▶ _Requisito A_
Transcreva na íntegra, sem nenhuma alteração, o texto sobre a vida e o perigo da hesitação prolongada.

A vida às vezes se perde na hipocrisia dos deslumbramentos
ilusórios e nas trevas. As cores perdem o brilho com o tempo, com algumas
pessoas acontece o mesmo. E seus martírios perduram causando perigo pela
hesitação prolongada neste mundo desconhecido das trevas e do mal.
Por mais que queiram o bem, acabam escolhendo aquilo que lhes
convém, tentam fazer o bem e amar. E tentam, tentam. Mas ninguém nota, ninguém
vê, não valorizam. Chega o dia em que dizem para si mesmos: Não dá mais.
Seguem outros rumos, outros caminhos, tentando esquecer de tudo
aquilo que um dia lhes fez mal, mas o que é mal, não será tão fácil apagar.
Choram, sem rumo, sem saber na verdade se procuram o bem e o amor, ou deixem
com que ele os encontre.
Vida e o perigo da hesitação prolongada
Toda a gente há de ter notado o gosto que têm os gatos de parar
e andar a passear entre os dois batentes de uma porta entreaberta. Quem há aí
que não tenha dito a algum gato: Vamos! Entras ou não entras?
Do mesmo modo, há homens que num incidente entreaberto diante
deles, têm tendência para ficar indecisos entre duas resoluções, com o risco de
serem esmagados, se o destino fecha repentinamente a aventura.
Os prudentes em demasia, apesar de gatos ou porque são gatos,
correm algumas vezes maior perigo do que os audaciosos.

Registros de apontamento de objetos nomeados
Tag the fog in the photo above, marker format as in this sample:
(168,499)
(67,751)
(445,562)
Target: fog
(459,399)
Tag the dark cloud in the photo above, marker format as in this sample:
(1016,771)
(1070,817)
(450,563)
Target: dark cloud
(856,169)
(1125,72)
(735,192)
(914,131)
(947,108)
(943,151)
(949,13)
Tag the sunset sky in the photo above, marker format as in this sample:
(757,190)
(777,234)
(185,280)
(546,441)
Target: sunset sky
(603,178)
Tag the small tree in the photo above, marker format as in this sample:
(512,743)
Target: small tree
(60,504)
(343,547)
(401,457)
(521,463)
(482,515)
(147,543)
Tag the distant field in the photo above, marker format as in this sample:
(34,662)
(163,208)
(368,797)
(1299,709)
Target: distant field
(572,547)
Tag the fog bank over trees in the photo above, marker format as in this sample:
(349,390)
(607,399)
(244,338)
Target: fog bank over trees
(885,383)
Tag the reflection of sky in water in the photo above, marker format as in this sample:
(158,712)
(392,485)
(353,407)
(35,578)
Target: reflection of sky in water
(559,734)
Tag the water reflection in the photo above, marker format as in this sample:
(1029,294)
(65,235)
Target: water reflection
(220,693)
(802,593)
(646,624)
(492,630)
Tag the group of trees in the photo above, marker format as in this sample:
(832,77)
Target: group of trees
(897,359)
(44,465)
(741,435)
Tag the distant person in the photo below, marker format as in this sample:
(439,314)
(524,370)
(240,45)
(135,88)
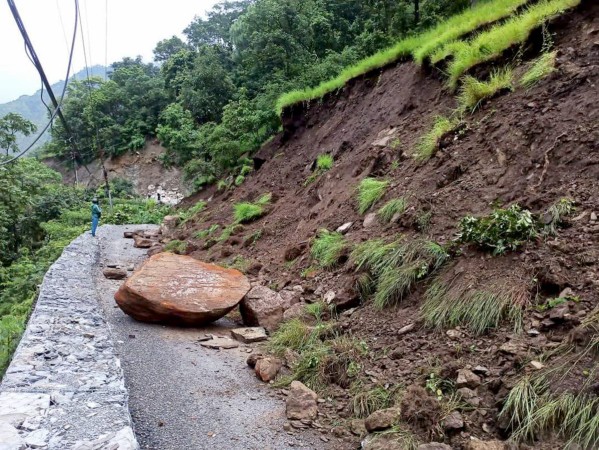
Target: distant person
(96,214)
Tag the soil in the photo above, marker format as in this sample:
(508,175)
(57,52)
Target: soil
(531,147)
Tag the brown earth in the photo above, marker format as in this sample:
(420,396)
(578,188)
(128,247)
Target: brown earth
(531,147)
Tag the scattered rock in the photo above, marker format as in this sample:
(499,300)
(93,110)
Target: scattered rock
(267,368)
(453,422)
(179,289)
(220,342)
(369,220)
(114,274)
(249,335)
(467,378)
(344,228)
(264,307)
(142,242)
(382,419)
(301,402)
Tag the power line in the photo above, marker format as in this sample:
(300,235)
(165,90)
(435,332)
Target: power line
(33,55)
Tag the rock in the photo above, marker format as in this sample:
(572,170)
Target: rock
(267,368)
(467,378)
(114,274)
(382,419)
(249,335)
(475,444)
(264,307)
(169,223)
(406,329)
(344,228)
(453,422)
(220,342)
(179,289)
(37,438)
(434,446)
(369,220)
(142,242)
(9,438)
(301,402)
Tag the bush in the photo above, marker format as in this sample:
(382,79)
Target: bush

--

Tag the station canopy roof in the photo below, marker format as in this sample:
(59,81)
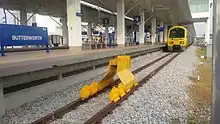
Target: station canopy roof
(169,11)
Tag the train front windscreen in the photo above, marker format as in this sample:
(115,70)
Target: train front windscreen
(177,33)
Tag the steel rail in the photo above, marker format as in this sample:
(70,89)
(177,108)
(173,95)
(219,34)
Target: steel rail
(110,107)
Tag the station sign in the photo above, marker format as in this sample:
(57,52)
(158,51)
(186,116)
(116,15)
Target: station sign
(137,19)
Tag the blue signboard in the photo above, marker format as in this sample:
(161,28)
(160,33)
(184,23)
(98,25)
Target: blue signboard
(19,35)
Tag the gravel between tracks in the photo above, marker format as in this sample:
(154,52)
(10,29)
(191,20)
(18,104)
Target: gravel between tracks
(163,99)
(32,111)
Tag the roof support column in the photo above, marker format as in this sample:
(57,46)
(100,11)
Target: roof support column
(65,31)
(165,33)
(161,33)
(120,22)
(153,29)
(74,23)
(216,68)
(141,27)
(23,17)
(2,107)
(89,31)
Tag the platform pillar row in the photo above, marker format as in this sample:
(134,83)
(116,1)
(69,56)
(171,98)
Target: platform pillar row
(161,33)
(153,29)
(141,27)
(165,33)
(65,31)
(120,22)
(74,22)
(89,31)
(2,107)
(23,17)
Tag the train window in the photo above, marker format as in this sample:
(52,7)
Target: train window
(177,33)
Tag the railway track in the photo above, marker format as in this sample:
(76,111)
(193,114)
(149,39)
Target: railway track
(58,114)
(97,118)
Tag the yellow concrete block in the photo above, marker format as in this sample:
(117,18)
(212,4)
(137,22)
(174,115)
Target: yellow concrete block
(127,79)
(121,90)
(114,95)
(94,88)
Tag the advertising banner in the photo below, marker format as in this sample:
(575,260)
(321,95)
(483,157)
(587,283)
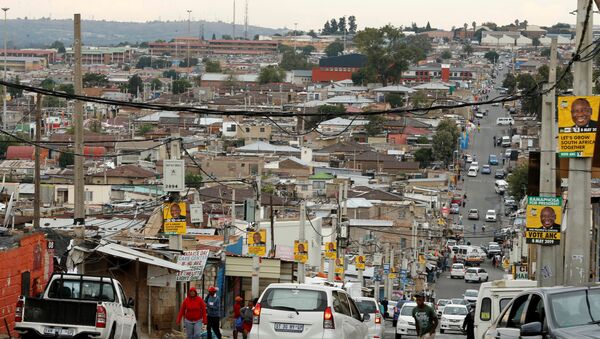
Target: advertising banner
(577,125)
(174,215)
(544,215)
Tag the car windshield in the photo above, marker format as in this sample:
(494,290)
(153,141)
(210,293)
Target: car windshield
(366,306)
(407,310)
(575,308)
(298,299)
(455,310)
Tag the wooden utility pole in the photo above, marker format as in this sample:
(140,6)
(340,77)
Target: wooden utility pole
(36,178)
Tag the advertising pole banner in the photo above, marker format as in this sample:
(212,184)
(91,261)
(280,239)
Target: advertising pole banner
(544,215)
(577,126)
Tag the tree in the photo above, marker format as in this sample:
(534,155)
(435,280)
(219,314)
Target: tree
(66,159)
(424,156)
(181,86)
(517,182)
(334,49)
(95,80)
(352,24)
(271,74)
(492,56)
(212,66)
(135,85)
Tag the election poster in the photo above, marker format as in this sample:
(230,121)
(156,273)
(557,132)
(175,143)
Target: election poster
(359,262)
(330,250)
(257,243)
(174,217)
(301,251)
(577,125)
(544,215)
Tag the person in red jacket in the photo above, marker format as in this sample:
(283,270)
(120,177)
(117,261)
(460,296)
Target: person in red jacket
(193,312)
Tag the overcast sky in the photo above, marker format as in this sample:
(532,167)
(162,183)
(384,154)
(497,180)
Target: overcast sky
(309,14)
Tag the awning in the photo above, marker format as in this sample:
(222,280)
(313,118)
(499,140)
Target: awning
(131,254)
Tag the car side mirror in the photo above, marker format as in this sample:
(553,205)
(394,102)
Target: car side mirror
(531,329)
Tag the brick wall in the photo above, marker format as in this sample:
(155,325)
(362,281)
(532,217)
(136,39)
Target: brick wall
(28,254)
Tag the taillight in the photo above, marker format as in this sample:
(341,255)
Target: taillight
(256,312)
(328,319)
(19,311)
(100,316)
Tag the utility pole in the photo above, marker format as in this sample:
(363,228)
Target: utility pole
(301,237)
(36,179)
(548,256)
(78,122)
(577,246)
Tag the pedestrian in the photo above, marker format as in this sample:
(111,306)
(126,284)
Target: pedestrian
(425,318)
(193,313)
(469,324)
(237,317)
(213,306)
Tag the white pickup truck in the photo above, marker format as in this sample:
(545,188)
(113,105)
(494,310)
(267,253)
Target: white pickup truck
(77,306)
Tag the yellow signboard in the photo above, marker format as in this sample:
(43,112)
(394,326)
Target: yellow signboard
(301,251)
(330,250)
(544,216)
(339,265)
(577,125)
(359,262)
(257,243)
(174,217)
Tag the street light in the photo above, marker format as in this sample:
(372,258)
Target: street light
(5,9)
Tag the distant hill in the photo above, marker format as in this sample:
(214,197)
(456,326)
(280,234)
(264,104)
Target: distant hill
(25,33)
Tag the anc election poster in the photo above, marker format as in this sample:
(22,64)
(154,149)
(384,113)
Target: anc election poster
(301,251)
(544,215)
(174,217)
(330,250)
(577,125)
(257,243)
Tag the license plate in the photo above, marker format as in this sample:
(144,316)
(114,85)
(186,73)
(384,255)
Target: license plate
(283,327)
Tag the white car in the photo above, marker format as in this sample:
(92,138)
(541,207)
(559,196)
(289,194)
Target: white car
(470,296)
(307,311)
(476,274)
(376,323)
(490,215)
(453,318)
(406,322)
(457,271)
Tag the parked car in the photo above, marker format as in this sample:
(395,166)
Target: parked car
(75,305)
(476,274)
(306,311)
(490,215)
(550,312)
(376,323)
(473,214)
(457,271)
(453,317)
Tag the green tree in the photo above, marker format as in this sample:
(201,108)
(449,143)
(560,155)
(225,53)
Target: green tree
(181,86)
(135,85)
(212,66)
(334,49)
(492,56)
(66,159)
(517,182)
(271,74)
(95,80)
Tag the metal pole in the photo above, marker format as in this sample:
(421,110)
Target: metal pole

...

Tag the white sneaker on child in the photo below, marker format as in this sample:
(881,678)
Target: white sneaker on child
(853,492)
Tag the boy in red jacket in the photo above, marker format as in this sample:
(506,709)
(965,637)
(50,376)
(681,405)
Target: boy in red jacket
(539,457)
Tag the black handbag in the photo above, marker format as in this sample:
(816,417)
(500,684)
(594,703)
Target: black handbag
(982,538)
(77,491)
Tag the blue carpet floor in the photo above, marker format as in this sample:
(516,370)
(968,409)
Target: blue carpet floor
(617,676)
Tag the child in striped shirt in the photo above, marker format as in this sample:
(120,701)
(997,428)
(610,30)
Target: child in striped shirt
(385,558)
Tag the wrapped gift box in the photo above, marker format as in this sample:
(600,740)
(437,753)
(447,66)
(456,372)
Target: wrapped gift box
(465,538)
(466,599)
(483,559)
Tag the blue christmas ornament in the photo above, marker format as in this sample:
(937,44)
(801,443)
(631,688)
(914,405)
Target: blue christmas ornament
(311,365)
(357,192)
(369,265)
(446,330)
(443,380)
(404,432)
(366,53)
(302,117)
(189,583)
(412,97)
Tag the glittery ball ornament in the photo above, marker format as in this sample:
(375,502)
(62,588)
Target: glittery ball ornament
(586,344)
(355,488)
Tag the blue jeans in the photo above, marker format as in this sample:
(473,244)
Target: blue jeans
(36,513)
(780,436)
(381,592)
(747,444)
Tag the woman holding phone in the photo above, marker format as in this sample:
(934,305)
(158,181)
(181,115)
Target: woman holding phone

▶ _Requisito B_
Reproduza sem alterações somente as linhas armazenadas entre a que contém "Tag the woman" e a que contém "Target: woman holding phone", ambas incluídas.

▶ _Resposta completa A_
A vida às vezes se perde na hipocrisia dos deslumbramentos
ilusórios e nas trevas. As cores perdem o brilho com o tempo, com algumas
pessoas acontece o mesmo. E seus martírios perduram causando perigo pela
hesitação prolongada neste mundo desconhecido das trevas e do mal.
Por mais que queiram o bem, acabam escolhendo aquilo que lhes
convém, tentam fazer o bem e amar. E tentam, tentam. Mas ninguém nota, ninguém
vê, não valorizam. Chega o dia em que dizem para si mesmos: Não dá mais.
Seguem outros rumos, outros caminhos, tentando esquecer de tudo
aquilo que um dia lhes fez mal, mas o que é mal, não será tão fácil apagar.
Choram, sem rumo, sem saber na verdade se procuram o bem e o amor, ou deixem
com que ele os encontre.
Vida e o perigo da hesitação prolongada
Toda a gente há de ter notado o gosto que têm os gatos de parar
e andar a passear entre os dois batentes de uma porta entreaberta. Quem há aí
que não tenha dito a algum gato: Vamos! Entras ou não entras?
Do mesmo modo, há homens que num incidente entreaberto diante
deles, têm tendência para ficar indecisos entre duas resoluções, com o risco de
serem esmagados, se o destino fecha repentinamente a aventura.
Os prudentes em demasia, apesar de gatos ou porque são gatos,
correm algumas vezes maior perigo do que os audaciosos.

▶ _Resposta completa B_
Tag the woman holding phone in the photo above, marker format as in this sample:
(934,305)
(158,181)
(181,115)
Target: woman holding phone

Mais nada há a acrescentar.